• _WHAT YOU WILL DO_
When the line containing "the bare leg" is found in the data below, copy it and each line after it through the line containing "the girl sitting on ground", exactly and with no others.

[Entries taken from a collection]
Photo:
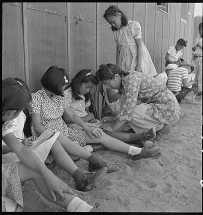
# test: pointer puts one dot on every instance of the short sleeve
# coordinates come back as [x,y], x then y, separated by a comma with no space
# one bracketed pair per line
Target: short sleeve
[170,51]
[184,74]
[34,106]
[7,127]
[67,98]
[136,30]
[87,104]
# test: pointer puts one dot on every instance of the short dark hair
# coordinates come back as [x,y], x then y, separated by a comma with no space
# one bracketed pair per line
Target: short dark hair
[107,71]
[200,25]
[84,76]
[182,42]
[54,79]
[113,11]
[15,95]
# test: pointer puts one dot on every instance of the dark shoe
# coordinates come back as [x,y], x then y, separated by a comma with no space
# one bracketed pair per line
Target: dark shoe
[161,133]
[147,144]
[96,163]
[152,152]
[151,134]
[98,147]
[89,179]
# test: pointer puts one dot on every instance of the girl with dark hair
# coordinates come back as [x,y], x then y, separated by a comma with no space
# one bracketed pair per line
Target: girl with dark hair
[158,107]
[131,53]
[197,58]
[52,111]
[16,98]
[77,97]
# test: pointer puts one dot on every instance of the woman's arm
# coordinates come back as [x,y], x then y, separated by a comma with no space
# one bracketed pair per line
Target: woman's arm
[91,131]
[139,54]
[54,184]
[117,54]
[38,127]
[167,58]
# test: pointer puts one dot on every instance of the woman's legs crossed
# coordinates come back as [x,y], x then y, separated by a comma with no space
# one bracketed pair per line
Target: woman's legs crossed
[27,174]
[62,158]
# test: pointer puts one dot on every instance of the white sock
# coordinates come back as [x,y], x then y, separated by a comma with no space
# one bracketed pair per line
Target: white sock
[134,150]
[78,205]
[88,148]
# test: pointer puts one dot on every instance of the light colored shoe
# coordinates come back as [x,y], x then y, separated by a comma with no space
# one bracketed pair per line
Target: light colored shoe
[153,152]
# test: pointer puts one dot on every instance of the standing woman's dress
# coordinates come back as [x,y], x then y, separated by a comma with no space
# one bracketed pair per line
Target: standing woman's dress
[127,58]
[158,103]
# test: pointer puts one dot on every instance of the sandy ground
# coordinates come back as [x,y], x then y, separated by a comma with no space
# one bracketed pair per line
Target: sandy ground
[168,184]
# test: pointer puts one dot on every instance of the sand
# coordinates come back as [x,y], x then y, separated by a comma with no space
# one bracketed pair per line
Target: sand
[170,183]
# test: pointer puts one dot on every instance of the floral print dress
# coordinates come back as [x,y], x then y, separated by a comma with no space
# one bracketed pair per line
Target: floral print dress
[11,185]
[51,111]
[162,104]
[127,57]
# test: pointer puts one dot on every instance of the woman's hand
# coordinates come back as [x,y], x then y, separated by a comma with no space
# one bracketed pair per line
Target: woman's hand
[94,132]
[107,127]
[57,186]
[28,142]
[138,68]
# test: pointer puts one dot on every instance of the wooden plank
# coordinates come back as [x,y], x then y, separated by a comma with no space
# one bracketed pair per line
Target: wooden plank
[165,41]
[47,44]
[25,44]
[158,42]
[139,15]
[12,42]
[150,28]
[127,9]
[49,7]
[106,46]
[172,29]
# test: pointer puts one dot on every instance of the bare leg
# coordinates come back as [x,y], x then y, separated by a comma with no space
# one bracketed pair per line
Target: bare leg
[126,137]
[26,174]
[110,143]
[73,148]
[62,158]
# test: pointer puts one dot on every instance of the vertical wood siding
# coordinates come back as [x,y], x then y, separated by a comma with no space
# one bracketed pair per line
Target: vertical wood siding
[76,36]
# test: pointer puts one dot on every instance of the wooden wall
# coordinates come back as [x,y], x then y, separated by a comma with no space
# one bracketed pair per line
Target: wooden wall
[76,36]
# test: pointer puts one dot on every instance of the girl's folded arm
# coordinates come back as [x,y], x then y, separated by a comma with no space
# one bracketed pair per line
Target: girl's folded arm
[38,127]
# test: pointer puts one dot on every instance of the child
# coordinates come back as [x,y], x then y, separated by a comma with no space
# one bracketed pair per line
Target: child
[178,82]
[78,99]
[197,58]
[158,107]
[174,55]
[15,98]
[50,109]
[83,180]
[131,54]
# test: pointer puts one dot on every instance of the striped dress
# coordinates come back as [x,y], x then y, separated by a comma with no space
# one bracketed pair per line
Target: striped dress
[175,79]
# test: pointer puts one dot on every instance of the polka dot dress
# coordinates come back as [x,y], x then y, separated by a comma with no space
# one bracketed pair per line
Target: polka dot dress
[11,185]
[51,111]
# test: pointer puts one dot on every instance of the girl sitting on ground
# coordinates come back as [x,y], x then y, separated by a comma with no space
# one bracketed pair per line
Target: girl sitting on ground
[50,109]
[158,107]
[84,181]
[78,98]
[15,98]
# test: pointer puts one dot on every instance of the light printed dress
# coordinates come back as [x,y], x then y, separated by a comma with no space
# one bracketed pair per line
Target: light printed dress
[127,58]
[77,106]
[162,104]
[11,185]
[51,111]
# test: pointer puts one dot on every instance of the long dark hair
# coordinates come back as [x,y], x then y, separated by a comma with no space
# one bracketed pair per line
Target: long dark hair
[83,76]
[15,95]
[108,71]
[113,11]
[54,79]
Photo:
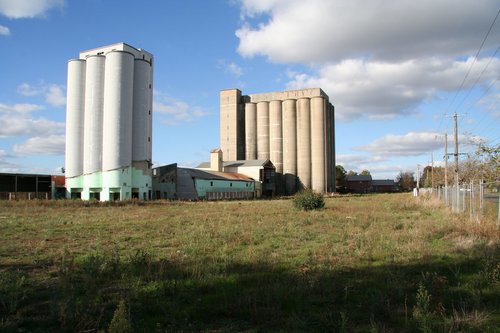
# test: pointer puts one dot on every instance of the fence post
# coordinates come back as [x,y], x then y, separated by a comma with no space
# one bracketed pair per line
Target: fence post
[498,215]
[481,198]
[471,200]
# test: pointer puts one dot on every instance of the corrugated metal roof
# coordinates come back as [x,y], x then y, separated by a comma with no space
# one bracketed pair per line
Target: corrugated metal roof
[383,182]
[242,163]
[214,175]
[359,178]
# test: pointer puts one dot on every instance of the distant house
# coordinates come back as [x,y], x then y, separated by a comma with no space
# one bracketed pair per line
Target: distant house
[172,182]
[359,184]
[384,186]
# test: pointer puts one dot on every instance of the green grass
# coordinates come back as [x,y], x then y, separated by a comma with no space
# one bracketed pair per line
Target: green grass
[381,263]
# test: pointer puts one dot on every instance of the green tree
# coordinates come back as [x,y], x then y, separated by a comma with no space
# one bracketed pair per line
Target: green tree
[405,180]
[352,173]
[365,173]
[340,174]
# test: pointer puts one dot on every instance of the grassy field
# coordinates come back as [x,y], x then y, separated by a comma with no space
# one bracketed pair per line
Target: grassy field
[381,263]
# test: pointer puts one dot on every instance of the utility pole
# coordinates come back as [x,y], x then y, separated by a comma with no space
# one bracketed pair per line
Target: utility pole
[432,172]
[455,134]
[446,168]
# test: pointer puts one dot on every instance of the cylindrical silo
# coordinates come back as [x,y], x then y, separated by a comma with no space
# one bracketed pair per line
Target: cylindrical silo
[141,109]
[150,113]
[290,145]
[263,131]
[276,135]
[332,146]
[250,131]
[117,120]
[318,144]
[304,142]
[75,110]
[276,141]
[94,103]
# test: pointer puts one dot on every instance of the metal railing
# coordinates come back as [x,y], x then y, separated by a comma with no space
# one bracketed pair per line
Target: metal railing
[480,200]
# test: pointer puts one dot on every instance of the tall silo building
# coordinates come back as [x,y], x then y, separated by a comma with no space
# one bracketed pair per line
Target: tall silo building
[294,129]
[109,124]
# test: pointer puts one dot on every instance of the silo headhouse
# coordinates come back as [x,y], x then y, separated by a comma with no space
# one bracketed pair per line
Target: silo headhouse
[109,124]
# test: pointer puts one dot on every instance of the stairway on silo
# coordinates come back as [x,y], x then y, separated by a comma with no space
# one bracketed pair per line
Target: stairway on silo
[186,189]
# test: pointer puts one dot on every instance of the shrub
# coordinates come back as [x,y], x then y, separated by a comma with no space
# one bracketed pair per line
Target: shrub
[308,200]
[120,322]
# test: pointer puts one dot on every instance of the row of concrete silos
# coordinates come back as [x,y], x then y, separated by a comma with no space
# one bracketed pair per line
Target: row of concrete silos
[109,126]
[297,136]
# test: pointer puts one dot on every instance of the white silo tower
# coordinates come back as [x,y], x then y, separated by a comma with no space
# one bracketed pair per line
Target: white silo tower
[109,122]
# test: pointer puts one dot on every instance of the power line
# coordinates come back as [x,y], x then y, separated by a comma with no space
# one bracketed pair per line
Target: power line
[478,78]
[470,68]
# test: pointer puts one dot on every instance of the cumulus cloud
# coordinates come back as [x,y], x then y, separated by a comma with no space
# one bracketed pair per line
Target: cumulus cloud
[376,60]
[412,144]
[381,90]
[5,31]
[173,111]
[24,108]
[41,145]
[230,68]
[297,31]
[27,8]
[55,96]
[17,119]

* * *

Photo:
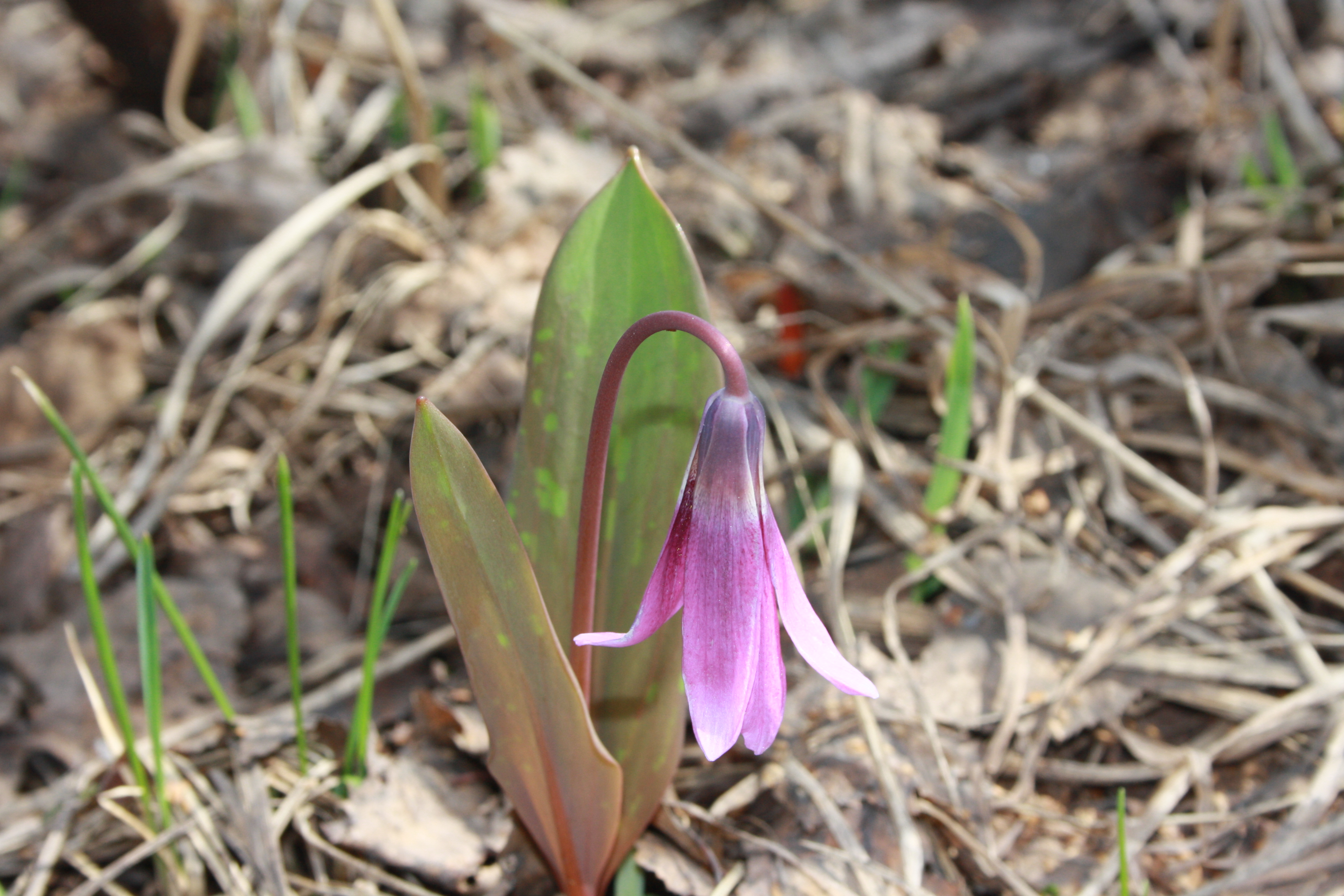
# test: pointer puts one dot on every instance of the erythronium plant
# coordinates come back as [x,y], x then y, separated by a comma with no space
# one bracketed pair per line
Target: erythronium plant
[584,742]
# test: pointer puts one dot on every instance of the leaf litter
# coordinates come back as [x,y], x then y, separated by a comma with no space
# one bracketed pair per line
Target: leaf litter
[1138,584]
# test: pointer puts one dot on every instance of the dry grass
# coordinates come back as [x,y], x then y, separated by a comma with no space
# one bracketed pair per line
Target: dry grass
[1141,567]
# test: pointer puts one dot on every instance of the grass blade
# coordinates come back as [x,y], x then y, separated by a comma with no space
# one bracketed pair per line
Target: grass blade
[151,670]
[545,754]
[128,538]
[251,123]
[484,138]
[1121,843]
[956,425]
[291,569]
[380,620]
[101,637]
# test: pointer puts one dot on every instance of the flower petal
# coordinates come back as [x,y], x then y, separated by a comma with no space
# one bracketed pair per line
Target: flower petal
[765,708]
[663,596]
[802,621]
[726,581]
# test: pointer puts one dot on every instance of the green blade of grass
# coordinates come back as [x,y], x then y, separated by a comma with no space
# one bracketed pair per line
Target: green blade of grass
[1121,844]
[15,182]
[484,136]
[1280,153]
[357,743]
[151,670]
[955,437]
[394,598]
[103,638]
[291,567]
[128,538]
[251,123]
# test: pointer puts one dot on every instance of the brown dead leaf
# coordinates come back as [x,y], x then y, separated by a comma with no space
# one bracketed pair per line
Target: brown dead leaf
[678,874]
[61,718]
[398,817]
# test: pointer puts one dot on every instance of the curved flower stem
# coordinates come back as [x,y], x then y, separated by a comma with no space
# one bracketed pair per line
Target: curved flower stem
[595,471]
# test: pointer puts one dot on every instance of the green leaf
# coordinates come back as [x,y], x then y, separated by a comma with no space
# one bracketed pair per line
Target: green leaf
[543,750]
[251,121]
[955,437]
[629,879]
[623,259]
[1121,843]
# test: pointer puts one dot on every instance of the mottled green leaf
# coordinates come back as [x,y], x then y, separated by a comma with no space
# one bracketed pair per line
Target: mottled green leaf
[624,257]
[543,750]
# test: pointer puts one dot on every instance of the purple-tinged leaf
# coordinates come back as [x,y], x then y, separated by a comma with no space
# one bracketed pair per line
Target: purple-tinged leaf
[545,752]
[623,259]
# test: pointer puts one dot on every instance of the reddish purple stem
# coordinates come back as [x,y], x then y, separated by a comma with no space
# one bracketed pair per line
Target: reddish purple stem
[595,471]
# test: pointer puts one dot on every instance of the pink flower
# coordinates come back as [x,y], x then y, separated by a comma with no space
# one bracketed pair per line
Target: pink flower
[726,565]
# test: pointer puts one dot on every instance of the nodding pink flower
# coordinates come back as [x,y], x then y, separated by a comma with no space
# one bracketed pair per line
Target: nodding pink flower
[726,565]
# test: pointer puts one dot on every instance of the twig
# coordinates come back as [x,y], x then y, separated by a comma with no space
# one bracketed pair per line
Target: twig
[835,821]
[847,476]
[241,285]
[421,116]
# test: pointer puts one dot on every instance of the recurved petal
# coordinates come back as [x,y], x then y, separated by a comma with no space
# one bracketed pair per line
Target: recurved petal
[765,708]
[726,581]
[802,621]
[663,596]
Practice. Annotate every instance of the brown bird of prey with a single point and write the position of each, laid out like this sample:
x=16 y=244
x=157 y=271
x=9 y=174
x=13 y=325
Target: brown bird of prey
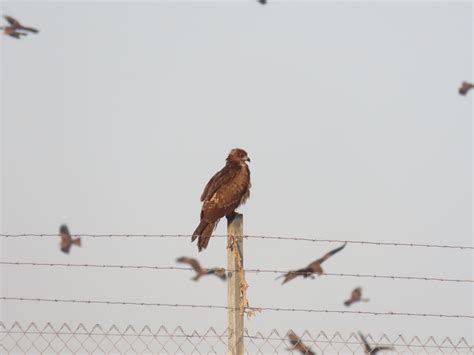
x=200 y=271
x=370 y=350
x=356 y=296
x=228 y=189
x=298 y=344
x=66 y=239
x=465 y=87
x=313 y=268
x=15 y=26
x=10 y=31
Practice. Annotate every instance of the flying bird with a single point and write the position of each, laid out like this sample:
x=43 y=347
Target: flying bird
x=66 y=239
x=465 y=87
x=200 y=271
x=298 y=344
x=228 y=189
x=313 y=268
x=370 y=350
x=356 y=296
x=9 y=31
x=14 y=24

---

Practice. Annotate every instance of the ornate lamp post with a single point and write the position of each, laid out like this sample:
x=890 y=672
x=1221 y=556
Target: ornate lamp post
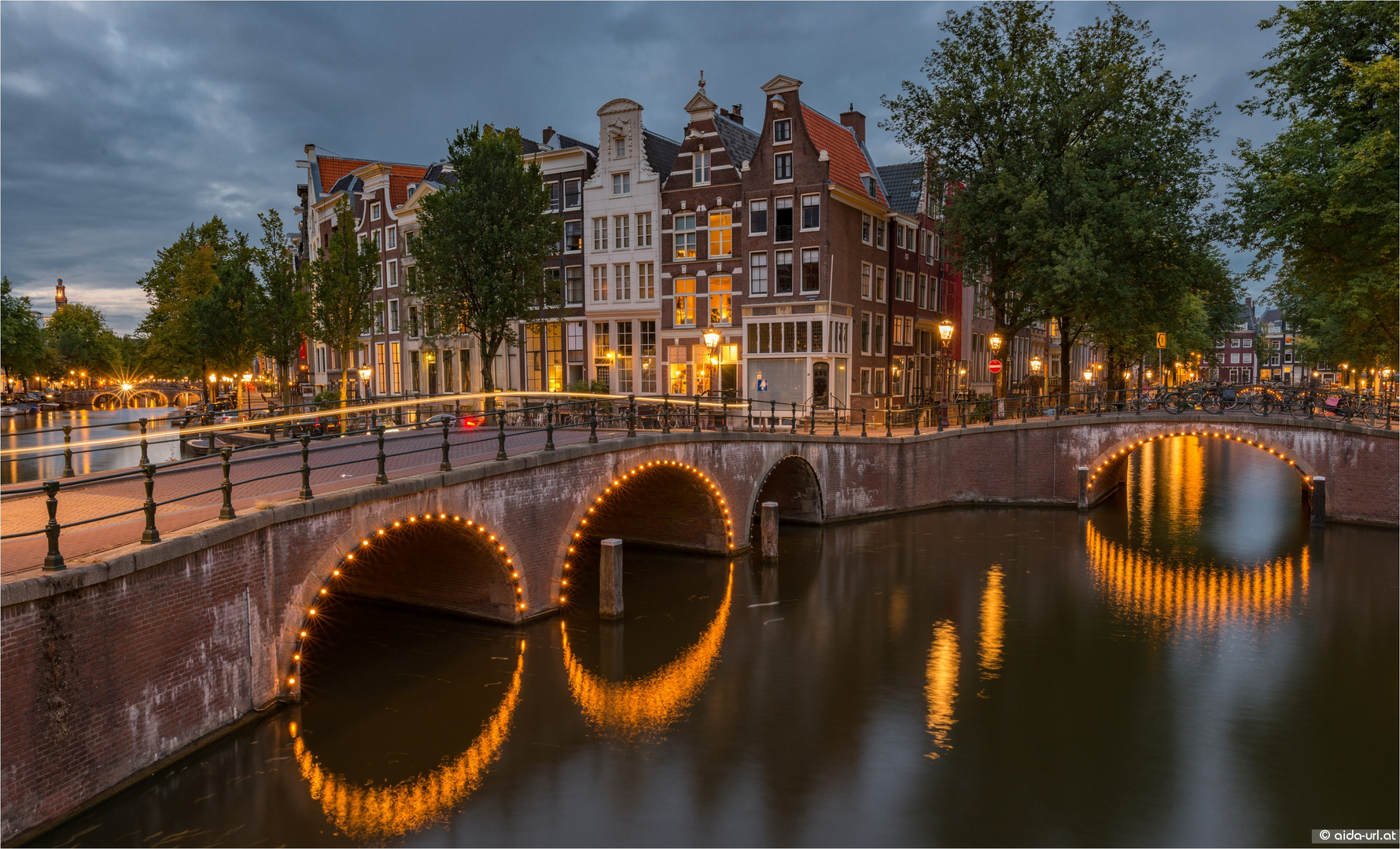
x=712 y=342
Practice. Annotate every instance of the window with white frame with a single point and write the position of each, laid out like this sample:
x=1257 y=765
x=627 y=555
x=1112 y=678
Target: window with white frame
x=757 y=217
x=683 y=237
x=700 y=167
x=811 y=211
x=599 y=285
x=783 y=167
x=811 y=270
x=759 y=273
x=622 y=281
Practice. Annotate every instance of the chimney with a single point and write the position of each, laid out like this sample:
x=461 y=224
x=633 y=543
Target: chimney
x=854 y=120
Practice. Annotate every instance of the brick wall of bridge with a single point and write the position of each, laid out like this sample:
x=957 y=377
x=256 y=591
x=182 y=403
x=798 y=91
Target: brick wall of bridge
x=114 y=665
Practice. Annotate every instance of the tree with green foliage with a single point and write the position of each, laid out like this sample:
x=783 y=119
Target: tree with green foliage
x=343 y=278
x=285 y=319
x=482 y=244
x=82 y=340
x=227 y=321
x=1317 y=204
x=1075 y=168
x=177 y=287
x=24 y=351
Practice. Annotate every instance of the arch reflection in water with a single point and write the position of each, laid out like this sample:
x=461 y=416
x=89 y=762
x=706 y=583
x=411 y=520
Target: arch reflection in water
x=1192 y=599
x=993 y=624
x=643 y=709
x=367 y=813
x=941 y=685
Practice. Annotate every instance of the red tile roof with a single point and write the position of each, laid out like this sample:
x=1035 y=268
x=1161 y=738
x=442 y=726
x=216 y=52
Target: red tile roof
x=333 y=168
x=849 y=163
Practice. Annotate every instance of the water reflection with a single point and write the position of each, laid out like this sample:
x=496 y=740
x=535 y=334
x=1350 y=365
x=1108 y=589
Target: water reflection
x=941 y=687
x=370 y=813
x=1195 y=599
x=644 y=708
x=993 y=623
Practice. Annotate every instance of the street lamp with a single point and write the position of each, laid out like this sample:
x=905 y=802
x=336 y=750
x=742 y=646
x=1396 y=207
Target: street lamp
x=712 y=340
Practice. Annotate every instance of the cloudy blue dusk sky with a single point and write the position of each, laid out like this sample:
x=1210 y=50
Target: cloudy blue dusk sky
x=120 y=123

• _EXPECTED OUTPUT_
# test: pointer puts one dot on every instance of the bare leg
# coordinates come back as [x,y], x then y, separated by a comma with no space
# one bracketed pair per line
Target: bare leg
[126,137]
[26,174]
[110,143]
[73,148]
[62,158]
# test: pointer puts one dot on every instance of the vertical wood siding
# coordinates come back as [x,y], x then y, separated by a comma with no space
# one bracketed pair per line
Target: vertical wood siding
[76,36]
# test: pointer puts one dot on every instance of the wooden wall
# coordinates come back as [x,y], x then y, separated by a comma with no space
# one bracketed pair per line
Target: wooden wall
[76,36]
# test: pointer puts one dot on every instance of the girl's folded arm
# coordinates come back as [x,y], x then y, separated by a comma with no space
# one bracketed pair per line
Target: girl's folded arm
[38,127]
# test: pointer puts one dot on every instance of the child
# coordinates come back as [x,y], x then y, separated by a comma with no space
# one bracketed pair per line
Target: child
[178,82]
[78,99]
[197,58]
[158,107]
[174,55]
[15,98]
[50,109]
[83,180]
[131,54]
# test: pointer puts one dot on every instance of the striped dress
# coordinates come back as [x,y], x then y, separated by a comma with no space
# one bracketed pair per line
Target: striped dress
[175,79]
# test: pointer puts one dot on every instance of the polka dot dress
# coordinates come back as [x,y], x then y, separated by a comma with no space
# one bracketed pair per line
Target: polka dot dress
[11,185]
[51,111]
# test: pointer puts one dot on every instance of the girl sitting on ground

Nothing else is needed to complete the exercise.